KUTIPAN PILIHAN:
···
Jejak Luka: Kamang 1908 (Seabad Perang Kamang)

Kamang, dulu merupakan sebuah Kelarasan yang mencakup Aua Parumahan, Surau Koto Samiak, Suayan, dan Sungai Balantiak. Setelah zaman kemerdekaan, Kamang terbagi menjadi dua nagari yaitu Kamang Hilir dan Kamang Mudiak. Aua Parumahan menjadi Kamang Hilir dan Surau Koto Samiak menjadi Kamang Mudiak, sementara Suayan dan Sungai Balantiak masuk ke wilayah Kabupaten 50 Kota, karena secara geografis letaknya memang dipisahkan oleh bukit barisan dari wilayah Aua Parumahan dan Surau Koto Samiak yang sekarang masuk wilayah Kabupaten Agam dan lebih dekat ke Kabupaten 50 Kota. Kamang Hilir dan Kamang Mudiak selanjutnya merupakan wilayah Kecamatan Tilatang Kamang, dan akhir-akhir ini membentuk Kecamatan sendiri Kamang Magek (Nagari Kamang Hilir, Kamang Mudiak di tambah Nagari Magek).

Syair ini ditulis oleh H. Ahmad Marzuki. Anak dari Syekh Haji Abdul Manan, seorang tokoh terkemuka di Kamang dan juga tokoh penting dalam pemberontakan Nagari Kamang tahun 1908 terhadap Kompeni Belanda. Haji Ahmad dipenjara selama 19 bulan di Padang, setelah itu dibuang ke Makasar (Nafis, xi: 2004). Syair ini menurut Anas Nafis adalah satu-satunya nazam yang merupakan catatan orang Kamang asli yang memberikan kesaksian tentang Perang Kamang.

Buku asli yang berjudul Syair Perang Kamang Jang Kedjadian dalam Tahoen 1908, karangan Haji Ahmad diperbaiki oleh Labai Sidi Radjo, di Fort de Kock (Bukittinggi) tahun 1926. Di tulis dalam tulisan Jawi (Arab Melayu) dialih bahasakan oleh Anas Nafis dan diterbitkan kembali oleh Pusat Pengkajian Islam dan Minangkabau (PPIM) tahun 2004. Sebelumnya Syair Perang Kamang ini hanya ditemui dalam sebuah manuskrip yang tersimpan di Perpustakaan Nasional Jakarta. Dalam kondisi bagian belakang halamannya sudah hilang, sehingga cerita ini diterbitkan kembali dalam keadaan tidak utuh. Ada bagian akhir cerita yang tidak dapat diketahui oleh pembaca, sehingga menimbulkan kesan tidak senang di hati pembaca.

Di luar bagian akhir yang hilang, Syair Perang Kamang ini terdiri dari 824 baris yang dibagi menjadi 206 bait. Cerita dilatar belakangi oleh peristiwa sejarah yang terjadi pada tahun 1908 di Nagari Kamang. Beberapa tempat dalam cerita masih dapat dijumpai pada saat sekarang ini seperti Kampuang Tangah, Kampung Tapi, Kampung Bansa, yang dibakar habis oleh Belanda saat itu.
···
SOAL DAN TUGAS:
1) Kutip dari teks tentang Perang Kamang di atas bagian yang dimulai dengan "Kamang, dulu merupakan" dan berlanjut hingga "tambah Nagari Magek).".
2) Menurut teks tentang Perang Kamang, Syair Perang Kamang terdiri dari berapa bait, di luar bagian akhir yang hilang?
···
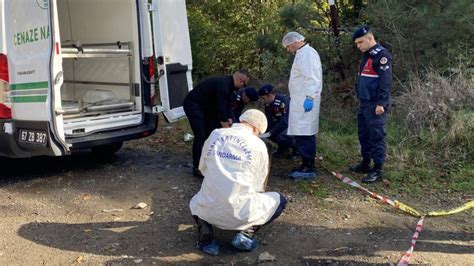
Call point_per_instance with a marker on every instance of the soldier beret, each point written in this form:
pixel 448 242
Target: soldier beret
pixel 265 89
pixel 251 92
pixel 360 32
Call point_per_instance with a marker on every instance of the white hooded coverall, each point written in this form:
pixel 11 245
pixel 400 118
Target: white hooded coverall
pixel 306 79
pixel 235 165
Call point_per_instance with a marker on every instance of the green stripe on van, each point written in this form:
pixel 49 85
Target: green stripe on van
pixel 27 86
pixel 29 99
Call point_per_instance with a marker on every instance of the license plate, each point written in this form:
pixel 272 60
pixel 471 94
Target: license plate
pixel 32 137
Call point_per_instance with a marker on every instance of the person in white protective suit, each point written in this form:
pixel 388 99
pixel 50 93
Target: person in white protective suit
pixel 305 86
pixel 235 166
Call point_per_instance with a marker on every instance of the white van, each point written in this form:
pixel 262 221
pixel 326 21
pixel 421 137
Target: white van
pixel 80 74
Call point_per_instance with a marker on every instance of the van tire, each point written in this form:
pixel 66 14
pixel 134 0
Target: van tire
pixel 107 150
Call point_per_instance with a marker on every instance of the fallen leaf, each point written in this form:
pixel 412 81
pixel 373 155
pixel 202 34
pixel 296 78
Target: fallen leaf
pixel 80 259
pixel 184 227
pixel 86 197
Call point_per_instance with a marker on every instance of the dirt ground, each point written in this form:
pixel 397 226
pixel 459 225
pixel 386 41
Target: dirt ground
pixel 78 209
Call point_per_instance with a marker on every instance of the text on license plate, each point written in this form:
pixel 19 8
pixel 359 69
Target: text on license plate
pixel 32 136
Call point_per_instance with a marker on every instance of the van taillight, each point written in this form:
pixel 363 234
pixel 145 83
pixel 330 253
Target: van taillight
pixel 4 68
pixel 151 72
pixel 5 100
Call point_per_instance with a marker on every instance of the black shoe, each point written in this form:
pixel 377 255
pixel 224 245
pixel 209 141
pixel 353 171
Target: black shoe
pixel 197 173
pixel 372 176
pixel 280 153
pixel 360 168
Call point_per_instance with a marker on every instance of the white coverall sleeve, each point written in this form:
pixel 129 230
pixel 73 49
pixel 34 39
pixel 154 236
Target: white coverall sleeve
pixel 262 171
pixel 202 165
pixel 311 70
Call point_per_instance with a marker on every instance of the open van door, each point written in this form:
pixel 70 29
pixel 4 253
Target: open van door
pixel 172 49
pixel 31 51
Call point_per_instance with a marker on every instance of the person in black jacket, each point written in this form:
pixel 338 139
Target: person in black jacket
···
JAWABAN DI BAWAH:
1)
Kamang, dulu merupakan sebuah Kelarasan yang mencakup Aua Parumahan, Surau Koto Samiak, Suayan, dan Sungai Balantiak. Setelah zaman kemerdekaan, Kamang terbagi menjadi dua nagari yaitu Kamang Hilir dan Kamang Mudiak. Aua Parumahan menjadi Kamang Hilir dan Surau Koto Samiak menjadi Kamang Mudiak, sementara Suayan dan Sungai Balantiak masuk ke wilayah Kabupaten 50 Kota, karena secara geografis letaknya memang dipisahkan oleh bukit barisan dari wilayah Aua Parumahan dan Surau Koto Samiak yang sekarang masuk wilayah Kabupaten Agam dan lebih dekat ke Kabupaten 50 Kota. Kamang Hilir dan Kamang Mudiak selanjutnya merupakan wilayah Kecamatan Tilatang Kamang, dan akhir-akhir ini membentuk Kecamatan sendiri Kamang Magek (Nagari Kamang Hilir, Kamang Mudiak di tambah Nagari Magek).

2) 206 bait.